## [PROBLEM DETAILS]
Give all of the data below again exactly, and drop the images.

Stored records:
- - -

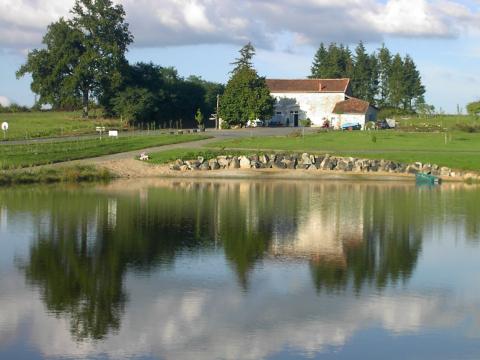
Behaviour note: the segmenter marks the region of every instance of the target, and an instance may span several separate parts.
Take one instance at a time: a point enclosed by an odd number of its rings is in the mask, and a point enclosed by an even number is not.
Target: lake
[[[480,188],[3,188],[0,358],[479,359]]]

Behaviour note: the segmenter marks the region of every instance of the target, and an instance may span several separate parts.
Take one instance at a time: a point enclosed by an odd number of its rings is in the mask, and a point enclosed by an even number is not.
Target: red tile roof
[[[350,79],[267,79],[267,86],[272,93],[347,93],[349,85]]]
[[[334,114],[366,114],[370,103],[350,97],[345,101],[340,101],[333,109]]]

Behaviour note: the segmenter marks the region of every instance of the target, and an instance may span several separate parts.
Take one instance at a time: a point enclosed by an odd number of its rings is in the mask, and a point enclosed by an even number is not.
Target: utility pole
[[[219,111],[220,110],[220,94],[217,94],[217,115],[215,116],[215,129],[218,130],[220,127],[220,115]]]

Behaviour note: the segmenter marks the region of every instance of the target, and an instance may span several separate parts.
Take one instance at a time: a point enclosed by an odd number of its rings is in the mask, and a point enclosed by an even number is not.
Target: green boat
[[[417,184],[421,185],[440,185],[442,179],[432,174],[418,173],[415,175]]]

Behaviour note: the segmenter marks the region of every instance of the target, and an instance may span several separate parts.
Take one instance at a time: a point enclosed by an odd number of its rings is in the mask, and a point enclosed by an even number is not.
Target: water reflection
[[[479,235],[480,193],[454,186],[155,181],[0,196],[9,219],[31,217],[33,238],[18,268],[49,313],[68,321],[74,341],[108,343],[145,326],[149,346],[161,344],[168,358],[198,355],[192,344],[203,344],[203,358],[254,359],[285,346],[311,355],[345,344],[362,322],[390,331],[452,323],[461,313],[439,316],[450,306],[439,297],[391,292],[408,284],[432,228],[448,223],[472,244]],[[299,275],[305,265],[309,284]],[[280,282],[256,276],[261,268]],[[155,284],[150,276],[172,273],[154,297],[139,297]],[[127,284],[129,276],[136,280]],[[218,277],[222,286],[212,282]],[[386,293],[371,299],[372,291]],[[219,329],[225,348],[212,356]]]

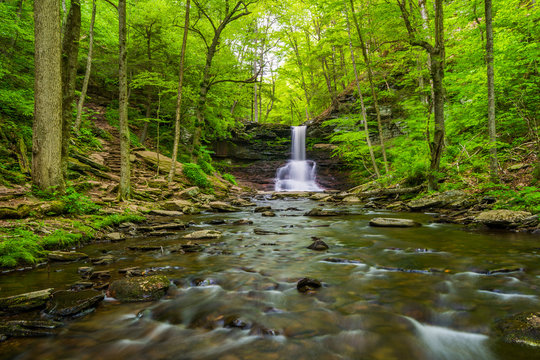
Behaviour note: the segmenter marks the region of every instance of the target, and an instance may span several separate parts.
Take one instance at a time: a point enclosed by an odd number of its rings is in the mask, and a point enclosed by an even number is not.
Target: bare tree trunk
[[[62,40],[62,173],[64,178],[67,178],[80,36],[81,2],[72,0]]]
[[[176,97],[176,116],[174,120],[174,145],[172,151],[171,170],[169,172],[169,182],[173,180],[176,172],[176,159],[178,158],[178,146],[180,145],[180,116],[182,114],[182,84],[184,83],[184,59],[186,55],[186,45],[189,28],[189,6],[190,0],[186,1],[186,15],[184,21],[184,35],[182,37],[182,50],[180,52],[180,75],[178,79],[178,95]]]
[[[255,39],[254,42],[254,56],[253,56],[253,64],[252,64],[252,71],[253,76],[257,76],[257,48],[258,48],[258,42],[257,42],[257,20],[255,20]],[[258,97],[258,84],[257,81],[253,82],[253,122],[259,122],[259,97]]]
[[[300,51],[298,50],[298,42],[292,34],[288,33],[287,35],[289,36],[289,41],[291,42],[291,46],[293,47],[294,54],[296,56],[296,64],[298,65],[298,70],[300,71],[300,79],[302,80],[302,88],[304,89],[304,96],[306,99],[306,120],[309,120],[311,118],[311,114],[309,113],[310,98],[307,91],[306,79],[304,76],[304,64],[302,63]]]
[[[486,8],[486,64],[488,90],[489,168],[491,179],[499,181],[497,166],[497,129],[495,126],[495,82],[493,71],[493,21],[491,0],[485,0]]]
[[[375,174],[377,175],[377,178],[380,178],[381,174],[379,173],[379,167],[377,166],[377,161],[375,160],[375,154],[373,153],[373,146],[371,146],[371,140],[369,138],[369,128],[368,128],[368,122],[367,122],[366,106],[364,104],[364,97],[362,96],[362,90],[360,89],[360,78],[358,77],[358,71],[356,69],[356,60],[354,58],[354,48],[353,48],[352,39],[351,39],[351,24],[349,21],[349,11],[347,9],[347,3],[345,3],[345,17],[347,19],[347,34],[349,36],[349,48],[351,50],[351,61],[353,64],[353,69],[354,69],[354,78],[356,80],[358,97],[360,98],[360,106],[362,108],[362,118],[364,120],[364,131],[366,133],[366,143],[369,149],[369,156],[371,157],[373,169],[375,170]]]
[[[84,101],[86,99],[86,92],[88,91],[88,81],[90,80],[90,73],[92,71],[92,53],[94,50],[94,23],[96,21],[96,0],[92,1],[92,18],[90,20],[90,30],[88,32],[88,55],[86,57],[86,71],[84,72],[83,86],[81,90],[81,96],[77,103],[77,118],[75,119],[75,125],[73,126],[75,132],[79,132],[82,121],[82,109]]]
[[[381,111],[379,110],[379,101],[377,99],[377,93],[375,92],[375,86],[373,85],[373,69],[371,67],[371,61],[367,53],[366,43],[364,42],[360,25],[358,24],[358,19],[356,18],[356,14],[354,13],[353,0],[350,0],[350,3],[351,3],[352,18],[354,21],[354,25],[356,26],[356,32],[358,33],[358,38],[360,39],[360,46],[362,47],[362,56],[364,57],[364,62],[366,63],[366,67],[367,67],[369,87],[371,88],[371,96],[373,98],[373,106],[375,107],[375,113],[377,114],[377,127],[379,130],[379,141],[381,144],[381,151],[383,155],[384,170],[386,174],[388,174],[390,170],[388,169],[388,160],[386,158],[386,148],[384,146],[384,134],[382,130]]]
[[[127,48],[126,48],[126,0],[118,0],[118,117],[120,120],[120,188],[118,199],[131,196],[131,164],[129,161]]]
[[[32,182],[41,190],[63,191],[60,3],[35,1],[34,24]]]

- - -

## [EXERCISE RESPONSE]
Behaviour note: the segmenter marks the region of every instance of the target, and an instance may span several separate parts.
Take one instance at a time: a point enclosed by an odd number of its rings is in the mask, and a point enclosed by an even number is not.
Target: lake
[[[480,188],[3,188],[0,358],[479,359]]]

Behaviour note: the segmenter marks the region of every instance of the target, and an instance may span several separate parts.
Take one instance at a time: a point enclosed by an odd number of its rings is in the mask, and a point enclosed by an even number is not.
Target: red tile roof
[[[350,79],[267,79],[267,86],[272,93],[347,93],[349,85]]]
[[[334,114],[366,114],[370,103],[350,97],[345,101],[340,101],[333,109]]]

Behaviour note: the segmenter marks the region of every instance of the target, and an instance may span several separate parts.
Take one instance at a time: a point enclosed by an odd number of its rings is in the mask, and a point enclosed by an even number is not.
Target: utility pole
[[[219,111],[220,110],[220,94],[217,94],[217,115],[215,116],[215,129],[218,130],[220,127],[220,115]]]

Behaviour note: the segmenter marks the region of every instance of the target, and an instance may span several separate parts.
Take one instance at a time: a point enclosed by an odd number of its rings is in the mask, and a point enclosed by an even number is not.
Target: green boat
[[[417,184],[421,185],[440,185],[442,179],[432,174],[418,173],[415,175]]]

Behaviour note: the segmenter marks the region of every instance of the target, and an instance may span several separate parts.
Take one instance at a time: a point enclosed by an odd number of its rings is in the mask, and a point enclosed by an even number is not.
Target: water reflection
[[[479,235],[480,193],[454,186],[155,181],[0,196],[9,219],[31,217],[33,238],[18,268],[49,313],[68,321],[74,341],[108,343],[145,326],[149,346],[161,344],[168,358],[198,355],[192,344],[203,344],[203,358],[254,359],[285,346],[311,355],[345,344],[362,322],[390,331],[452,323],[461,313],[439,316],[450,306],[439,297],[391,292],[408,284],[432,228],[448,223],[472,244]],[[299,275],[305,265],[309,284]],[[280,282],[256,276],[261,268]],[[155,284],[150,276],[172,273],[154,297],[139,297]],[[127,284],[129,276],[136,280]],[[218,277],[222,286],[212,282]],[[386,293],[371,299],[372,291]],[[219,329],[225,348],[212,356]]]

Behaviour note: the segmenter marks the region of every instance of the target, and an instance may span several separate parts.
Take one instance at a time: a point enclosed by an odd number of its rings is in the mask, and a point enclosed by an even number is not.
Target: bare tree trunk
[[[62,40],[62,173],[64,178],[67,178],[80,36],[81,2],[72,0]]]
[[[176,97],[176,116],[174,120],[174,145],[172,151],[171,170],[169,172],[169,182],[173,180],[176,172],[176,159],[178,158],[178,146],[180,145],[180,116],[182,114],[182,84],[184,83],[184,59],[186,55],[186,45],[189,28],[189,6],[190,0],[186,1],[186,15],[184,21],[184,35],[182,37],[182,50],[180,52],[180,75],[178,79],[178,95]]]
[[[255,39],[254,42],[254,56],[253,56],[253,64],[252,64],[252,71],[253,76],[257,76],[257,48],[258,48],[258,42],[257,42],[257,20],[255,20]],[[258,97],[258,84],[257,81],[253,82],[253,122],[259,122],[259,97]]]
[[[300,51],[298,50],[298,42],[292,34],[288,33],[287,35],[289,36],[289,41],[291,42],[291,46],[293,47],[294,54],[296,56],[296,64],[298,65],[298,70],[300,71],[300,79],[302,80],[302,88],[304,89],[304,96],[306,99],[306,120],[309,120],[311,118],[311,114],[309,113],[310,98],[307,91],[306,79],[304,76],[304,64],[302,63]]]
[[[486,8],[486,64],[488,90],[489,168],[491,179],[499,181],[497,166],[497,129],[495,126],[495,82],[493,71],[493,21],[491,0],[485,0]]]
[[[375,174],[377,175],[377,178],[380,178],[381,174],[379,173],[379,167],[377,166],[377,161],[375,160],[375,154],[373,153],[373,146],[371,146],[371,140],[369,138],[369,128],[368,128],[368,122],[367,122],[366,106],[364,104],[364,97],[362,96],[362,90],[360,89],[360,78],[358,77],[358,71],[356,69],[356,60],[354,58],[354,48],[353,48],[352,39],[351,39],[351,24],[349,21],[349,11],[347,9],[347,3],[345,3],[345,17],[347,19],[347,34],[349,36],[349,48],[351,50],[351,61],[353,64],[353,69],[354,69],[354,78],[356,80],[358,97],[360,98],[360,106],[362,108],[362,118],[364,120],[364,131],[366,133],[366,143],[369,149],[369,156],[371,157],[373,169],[375,170]]]
[[[84,101],[86,99],[86,92],[88,91],[88,81],[90,80],[90,73],[92,71],[92,53],[94,50],[94,23],[96,21],[96,0],[92,1],[92,18],[90,20],[90,30],[88,32],[88,55],[86,57],[86,71],[84,72],[83,86],[81,90],[81,96],[77,103],[77,118],[75,119],[75,125],[73,126],[75,132],[79,132],[82,121],[82,109]]]
[[[381,111],[379,110],[379,101],[377,99],[377,93],[375,92],[375,86],[373,85],[373,69],[371,67],[371,61],[367,53],[366,43],[364,42],[360,25],[358,24],[358,19],[356,18],[356,14],[354,13],[353,0],[350,0],[350,3],[351,3],[352,18],[354,21],[354,25],[356,26],[356,32],[358,33],[358,38],[360,39],[360,46],[362,47],[362,56],[364,57],[364,62],[366,63],[366,67],[367,67],[369,87],[371,88],[371,96],[373,98],[373,106],[375,107],[375,113],[377,114],[377,127],[379,130],[379,141],[381,144],[381,151],[383,155],[384,170],[386,174],[388,174],[390,170],[388,169],[388,160],[386,158],[386,148],[384,146],[384,134],[382,130]]]
[[[127,48],[126,48],[126,0],[118,0],[118,117],[120,120],[120,188],[118,199],[131,196],[131,164],[129,161]]]
[[[32,182],[41,190],[63,191],[60,3],[35,1],[34,24]]]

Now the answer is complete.